• Assignment
From the line that contains "Where can you spot the new" to the last line of the entries, set down each line exactly as written, both ends included, with nothing else.
++++
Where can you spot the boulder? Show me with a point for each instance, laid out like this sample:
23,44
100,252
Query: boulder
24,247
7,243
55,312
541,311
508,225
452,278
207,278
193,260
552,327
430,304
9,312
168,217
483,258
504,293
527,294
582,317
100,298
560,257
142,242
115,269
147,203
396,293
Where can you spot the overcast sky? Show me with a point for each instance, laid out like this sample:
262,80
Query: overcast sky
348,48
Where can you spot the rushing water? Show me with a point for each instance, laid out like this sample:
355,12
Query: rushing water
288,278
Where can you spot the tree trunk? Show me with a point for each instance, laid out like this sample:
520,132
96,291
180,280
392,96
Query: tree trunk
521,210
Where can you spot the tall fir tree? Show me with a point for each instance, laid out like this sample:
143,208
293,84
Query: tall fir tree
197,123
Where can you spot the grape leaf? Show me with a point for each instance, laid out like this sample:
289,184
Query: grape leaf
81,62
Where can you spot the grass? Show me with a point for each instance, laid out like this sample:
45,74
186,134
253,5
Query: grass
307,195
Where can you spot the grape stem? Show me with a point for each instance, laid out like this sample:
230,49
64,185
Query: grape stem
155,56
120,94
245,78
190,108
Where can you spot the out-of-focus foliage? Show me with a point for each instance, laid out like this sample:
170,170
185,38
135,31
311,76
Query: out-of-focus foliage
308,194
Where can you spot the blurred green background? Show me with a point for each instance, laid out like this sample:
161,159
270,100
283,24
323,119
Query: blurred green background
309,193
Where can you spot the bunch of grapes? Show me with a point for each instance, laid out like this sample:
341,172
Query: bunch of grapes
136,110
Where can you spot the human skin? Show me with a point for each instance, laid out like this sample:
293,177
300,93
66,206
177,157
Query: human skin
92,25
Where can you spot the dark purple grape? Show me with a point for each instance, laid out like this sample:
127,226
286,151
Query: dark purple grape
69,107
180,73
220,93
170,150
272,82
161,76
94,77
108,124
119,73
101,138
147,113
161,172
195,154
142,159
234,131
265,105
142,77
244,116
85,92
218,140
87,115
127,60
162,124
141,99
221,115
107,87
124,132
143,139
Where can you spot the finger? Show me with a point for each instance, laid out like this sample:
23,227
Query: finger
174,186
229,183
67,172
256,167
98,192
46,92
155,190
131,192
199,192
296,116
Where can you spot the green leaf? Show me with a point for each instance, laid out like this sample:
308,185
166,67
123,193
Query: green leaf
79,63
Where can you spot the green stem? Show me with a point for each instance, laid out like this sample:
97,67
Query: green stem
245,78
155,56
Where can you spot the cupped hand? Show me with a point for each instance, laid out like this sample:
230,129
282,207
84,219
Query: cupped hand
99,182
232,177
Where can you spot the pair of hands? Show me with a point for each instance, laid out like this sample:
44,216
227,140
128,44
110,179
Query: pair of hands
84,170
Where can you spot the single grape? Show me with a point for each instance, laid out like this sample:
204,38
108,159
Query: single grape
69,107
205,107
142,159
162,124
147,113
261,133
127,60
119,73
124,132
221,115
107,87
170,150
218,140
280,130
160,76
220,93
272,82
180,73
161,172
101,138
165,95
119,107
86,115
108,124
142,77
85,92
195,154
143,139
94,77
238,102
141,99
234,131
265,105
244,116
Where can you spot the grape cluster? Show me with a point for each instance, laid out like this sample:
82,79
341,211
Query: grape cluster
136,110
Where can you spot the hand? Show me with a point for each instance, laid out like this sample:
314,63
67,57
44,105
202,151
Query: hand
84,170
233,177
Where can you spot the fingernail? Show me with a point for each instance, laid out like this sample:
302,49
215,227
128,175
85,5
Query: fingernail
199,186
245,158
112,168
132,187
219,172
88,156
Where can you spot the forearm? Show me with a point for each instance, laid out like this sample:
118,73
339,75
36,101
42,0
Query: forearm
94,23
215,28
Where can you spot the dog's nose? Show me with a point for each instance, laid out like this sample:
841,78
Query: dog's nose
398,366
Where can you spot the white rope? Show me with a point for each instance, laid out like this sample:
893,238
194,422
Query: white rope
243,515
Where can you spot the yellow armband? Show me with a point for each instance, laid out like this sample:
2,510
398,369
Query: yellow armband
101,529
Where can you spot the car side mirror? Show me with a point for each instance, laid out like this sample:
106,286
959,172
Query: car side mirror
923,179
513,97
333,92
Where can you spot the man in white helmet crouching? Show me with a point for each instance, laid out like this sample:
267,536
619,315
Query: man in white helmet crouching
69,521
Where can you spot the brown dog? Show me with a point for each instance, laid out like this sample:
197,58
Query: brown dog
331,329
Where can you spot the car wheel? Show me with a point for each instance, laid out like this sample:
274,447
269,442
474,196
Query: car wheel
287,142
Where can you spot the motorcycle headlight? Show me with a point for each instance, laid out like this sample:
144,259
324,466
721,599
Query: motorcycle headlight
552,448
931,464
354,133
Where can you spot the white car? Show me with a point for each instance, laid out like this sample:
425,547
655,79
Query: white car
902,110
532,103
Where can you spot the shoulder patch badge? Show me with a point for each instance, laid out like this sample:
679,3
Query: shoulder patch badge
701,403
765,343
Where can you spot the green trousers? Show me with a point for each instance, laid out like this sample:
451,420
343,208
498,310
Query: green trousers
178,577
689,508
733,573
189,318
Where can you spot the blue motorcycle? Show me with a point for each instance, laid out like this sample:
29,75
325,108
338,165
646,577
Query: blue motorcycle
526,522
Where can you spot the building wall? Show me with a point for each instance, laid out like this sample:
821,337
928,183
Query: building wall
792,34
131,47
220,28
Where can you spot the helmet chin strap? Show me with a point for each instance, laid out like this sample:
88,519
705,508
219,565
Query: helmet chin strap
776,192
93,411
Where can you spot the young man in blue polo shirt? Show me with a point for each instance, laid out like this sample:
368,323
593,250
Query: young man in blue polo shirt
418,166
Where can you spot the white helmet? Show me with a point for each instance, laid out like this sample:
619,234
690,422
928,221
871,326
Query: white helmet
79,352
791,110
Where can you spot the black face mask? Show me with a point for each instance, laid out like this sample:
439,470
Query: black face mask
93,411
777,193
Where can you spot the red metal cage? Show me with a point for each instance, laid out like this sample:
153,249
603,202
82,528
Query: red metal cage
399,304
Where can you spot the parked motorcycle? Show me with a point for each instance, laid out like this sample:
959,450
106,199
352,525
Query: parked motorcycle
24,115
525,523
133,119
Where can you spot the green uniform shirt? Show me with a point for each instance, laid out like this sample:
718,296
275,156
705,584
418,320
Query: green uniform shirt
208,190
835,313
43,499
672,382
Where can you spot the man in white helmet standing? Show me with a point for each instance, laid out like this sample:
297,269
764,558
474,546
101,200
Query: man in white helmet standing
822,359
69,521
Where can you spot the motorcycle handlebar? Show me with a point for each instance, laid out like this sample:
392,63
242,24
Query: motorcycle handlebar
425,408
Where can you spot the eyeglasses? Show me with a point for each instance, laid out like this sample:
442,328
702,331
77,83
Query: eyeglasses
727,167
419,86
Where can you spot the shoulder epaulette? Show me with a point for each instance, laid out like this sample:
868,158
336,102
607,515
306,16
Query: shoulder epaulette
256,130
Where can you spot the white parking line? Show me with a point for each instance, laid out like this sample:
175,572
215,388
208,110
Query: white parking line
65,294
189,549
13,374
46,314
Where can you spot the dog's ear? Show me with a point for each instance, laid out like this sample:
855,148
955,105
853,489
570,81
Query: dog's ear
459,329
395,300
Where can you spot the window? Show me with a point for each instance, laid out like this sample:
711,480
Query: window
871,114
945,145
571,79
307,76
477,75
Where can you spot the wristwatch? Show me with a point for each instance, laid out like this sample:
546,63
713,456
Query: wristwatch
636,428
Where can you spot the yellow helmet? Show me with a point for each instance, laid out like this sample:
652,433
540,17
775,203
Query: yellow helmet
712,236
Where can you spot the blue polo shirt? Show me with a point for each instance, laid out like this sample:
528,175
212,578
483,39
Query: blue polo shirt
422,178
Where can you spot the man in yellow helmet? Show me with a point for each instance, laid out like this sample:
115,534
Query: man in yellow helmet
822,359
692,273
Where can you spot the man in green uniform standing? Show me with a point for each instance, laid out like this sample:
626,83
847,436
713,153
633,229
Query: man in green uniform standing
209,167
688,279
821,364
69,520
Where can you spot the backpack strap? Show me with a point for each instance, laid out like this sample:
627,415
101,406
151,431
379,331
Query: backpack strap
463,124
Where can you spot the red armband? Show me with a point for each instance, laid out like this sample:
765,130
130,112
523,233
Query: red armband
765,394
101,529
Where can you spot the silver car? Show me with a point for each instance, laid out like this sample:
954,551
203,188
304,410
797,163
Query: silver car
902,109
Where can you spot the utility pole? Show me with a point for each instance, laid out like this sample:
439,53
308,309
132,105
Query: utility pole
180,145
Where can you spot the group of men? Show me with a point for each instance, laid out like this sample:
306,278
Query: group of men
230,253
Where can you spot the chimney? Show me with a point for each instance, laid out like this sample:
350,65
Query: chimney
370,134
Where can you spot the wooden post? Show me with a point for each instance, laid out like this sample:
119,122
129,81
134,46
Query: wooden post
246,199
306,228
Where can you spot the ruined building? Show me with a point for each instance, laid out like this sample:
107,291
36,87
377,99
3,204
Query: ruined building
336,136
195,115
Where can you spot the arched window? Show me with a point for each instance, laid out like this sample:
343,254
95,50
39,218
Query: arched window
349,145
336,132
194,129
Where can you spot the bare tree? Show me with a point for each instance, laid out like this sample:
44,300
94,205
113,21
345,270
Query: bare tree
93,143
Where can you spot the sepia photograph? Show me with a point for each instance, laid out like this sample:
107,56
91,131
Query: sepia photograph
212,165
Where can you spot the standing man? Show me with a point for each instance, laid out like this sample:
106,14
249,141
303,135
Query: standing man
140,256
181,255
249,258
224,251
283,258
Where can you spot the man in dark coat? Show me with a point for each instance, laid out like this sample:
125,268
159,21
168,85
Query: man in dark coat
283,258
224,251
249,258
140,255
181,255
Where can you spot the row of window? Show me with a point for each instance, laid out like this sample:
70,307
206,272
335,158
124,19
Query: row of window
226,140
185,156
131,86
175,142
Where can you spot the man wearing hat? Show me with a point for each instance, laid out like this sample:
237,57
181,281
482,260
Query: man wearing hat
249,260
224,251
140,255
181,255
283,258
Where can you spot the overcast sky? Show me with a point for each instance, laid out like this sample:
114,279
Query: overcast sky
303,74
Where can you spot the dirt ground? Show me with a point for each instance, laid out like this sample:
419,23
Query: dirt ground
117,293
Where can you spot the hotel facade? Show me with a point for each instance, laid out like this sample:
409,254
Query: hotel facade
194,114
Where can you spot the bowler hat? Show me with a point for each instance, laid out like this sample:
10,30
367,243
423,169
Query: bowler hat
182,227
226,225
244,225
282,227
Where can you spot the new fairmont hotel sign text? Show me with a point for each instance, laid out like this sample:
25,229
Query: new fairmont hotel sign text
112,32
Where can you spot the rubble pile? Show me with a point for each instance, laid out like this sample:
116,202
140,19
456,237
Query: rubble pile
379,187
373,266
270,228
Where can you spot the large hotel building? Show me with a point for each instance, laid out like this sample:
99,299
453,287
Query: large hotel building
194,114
++++
• Exercise response
Where can you spot the new fairmont hotel sign text? Show me with a point for each instance, laid out like this sample:
25,229
Query: new fairmont hotel sign text
112,32
Where can you spot the rubble pile? Show me with a point for each instance, laid out like this sample:
116,202
140,19
456,237
Query: rubble pile
379,187
373,266
270,228
Where can you spot the large hotel building? Show me with a point for each instance, laid out like this sample:
99,299
453,287
Query: large hotel building
194,114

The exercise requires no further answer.